** Start of SUPPLIED DATA **
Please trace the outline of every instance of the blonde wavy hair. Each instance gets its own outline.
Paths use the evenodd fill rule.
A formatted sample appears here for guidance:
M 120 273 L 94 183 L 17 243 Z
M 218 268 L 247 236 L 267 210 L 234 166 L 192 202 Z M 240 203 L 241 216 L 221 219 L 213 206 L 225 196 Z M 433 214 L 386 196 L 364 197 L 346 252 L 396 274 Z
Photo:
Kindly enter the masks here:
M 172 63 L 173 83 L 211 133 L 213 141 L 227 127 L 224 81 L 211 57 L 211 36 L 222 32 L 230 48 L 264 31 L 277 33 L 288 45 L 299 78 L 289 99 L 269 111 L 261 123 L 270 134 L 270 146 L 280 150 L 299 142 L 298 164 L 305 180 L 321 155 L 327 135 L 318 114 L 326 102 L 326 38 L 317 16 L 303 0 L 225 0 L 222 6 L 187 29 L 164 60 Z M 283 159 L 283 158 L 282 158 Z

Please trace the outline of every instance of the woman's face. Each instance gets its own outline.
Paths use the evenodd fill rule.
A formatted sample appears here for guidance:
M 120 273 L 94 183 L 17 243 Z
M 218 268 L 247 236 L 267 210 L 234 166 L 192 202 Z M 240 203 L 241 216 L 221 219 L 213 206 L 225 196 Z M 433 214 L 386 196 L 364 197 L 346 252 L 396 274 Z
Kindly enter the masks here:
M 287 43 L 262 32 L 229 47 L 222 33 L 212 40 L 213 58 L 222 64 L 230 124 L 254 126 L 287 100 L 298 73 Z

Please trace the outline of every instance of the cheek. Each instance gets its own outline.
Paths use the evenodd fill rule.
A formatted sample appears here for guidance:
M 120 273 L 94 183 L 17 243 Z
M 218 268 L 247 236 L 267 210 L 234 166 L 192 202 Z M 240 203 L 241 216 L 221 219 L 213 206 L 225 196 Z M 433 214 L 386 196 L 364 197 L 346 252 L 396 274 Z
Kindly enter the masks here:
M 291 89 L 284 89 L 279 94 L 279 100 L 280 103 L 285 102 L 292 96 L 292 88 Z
** End of SUPPLIED DATA **
• [OBJECTIVE] Quote the entire listing above verbatim, reproducing every line without changes.

• [WORKED SOLUTION]
Please trace the outline of every instance of the blonde wavy hair. Each instance gets its own outline.
Paths use the evenodd fill rule.
A formatted sample appears here for guidance:
M 120 273 L 94 183 L 17 243 Z
M 218 268 L 247 236 L 267 210 L 234 166 L 192 202 Z M 240 203 L 241 216 L 221 219 L 213 206 L 225 196 Z M 433 214 L 386 196 L 364 197 L 346 252 L 396 274 Z
Photo:
Kindly enter the masks here:
M 172 63 L 173 83 L 211 133 L 213 141 L 227 127 L 224 81 L 211 57 L 211 36 L 222 32 L 230 48 L 264 31 L 277 33 L 288 45 L 299 78 L 289 99 L 269 111 L 261 123 L 270 134 L 270 146 L 280 150 L 299 142 L 298 164 L 305 180 L 321 155 L 327 135 L 318 114 L 326 102 L 326 38 L 317 16 L 303 0 L 225 0 L 222 6 L 187 29 L 164 60 Z M 283 159 L 283 158 L 282 158 Z

Please trace the outline of every instance of the woman's face. Each instance gets its own outline.
Paths use the evenodd fill rule.
A formatted sample appears here for guidance:
M 120 273 L 94 183 L 17 243 Z
M 218 268 L 247 236 L 267 210 L 234 166 L 192 202 Z M 240 203 L 241 216 L 221 219 L 213 206 L 225 196 Z M 433 214 L 386 196 L 364 197 L 346 252 L 396 274 Z
Kindly enter the masks here:
M 287 43 L 262 32 L 229 47 L 222 33 L 212 40 L 213 58 L 222 64 L 230 124 L 254 126 L 287 100 L 298 73 Z

Please trace the outline of every instance of the cheek. Each instance gets its own outline.
Paths use the evenodd fill rule.
A formatted sample appears here for guidance:
M 120 273 L 94 183 L 17 243 Z
M 218 268 L 247 236 L 267 210 L 234 166 L 192 202 Z M 240 203 L 241 216 L 221 219 L 213 206 L 225 196 Z M 433 214 L 386 196 L 364 197 L 346 252 L 396 274 Z
Kindly enter the masks here:
M 291 89 L 284 89 L 279 94 L 279 100 L 280 103 L 285 102 L 292 96 L 292 88 Z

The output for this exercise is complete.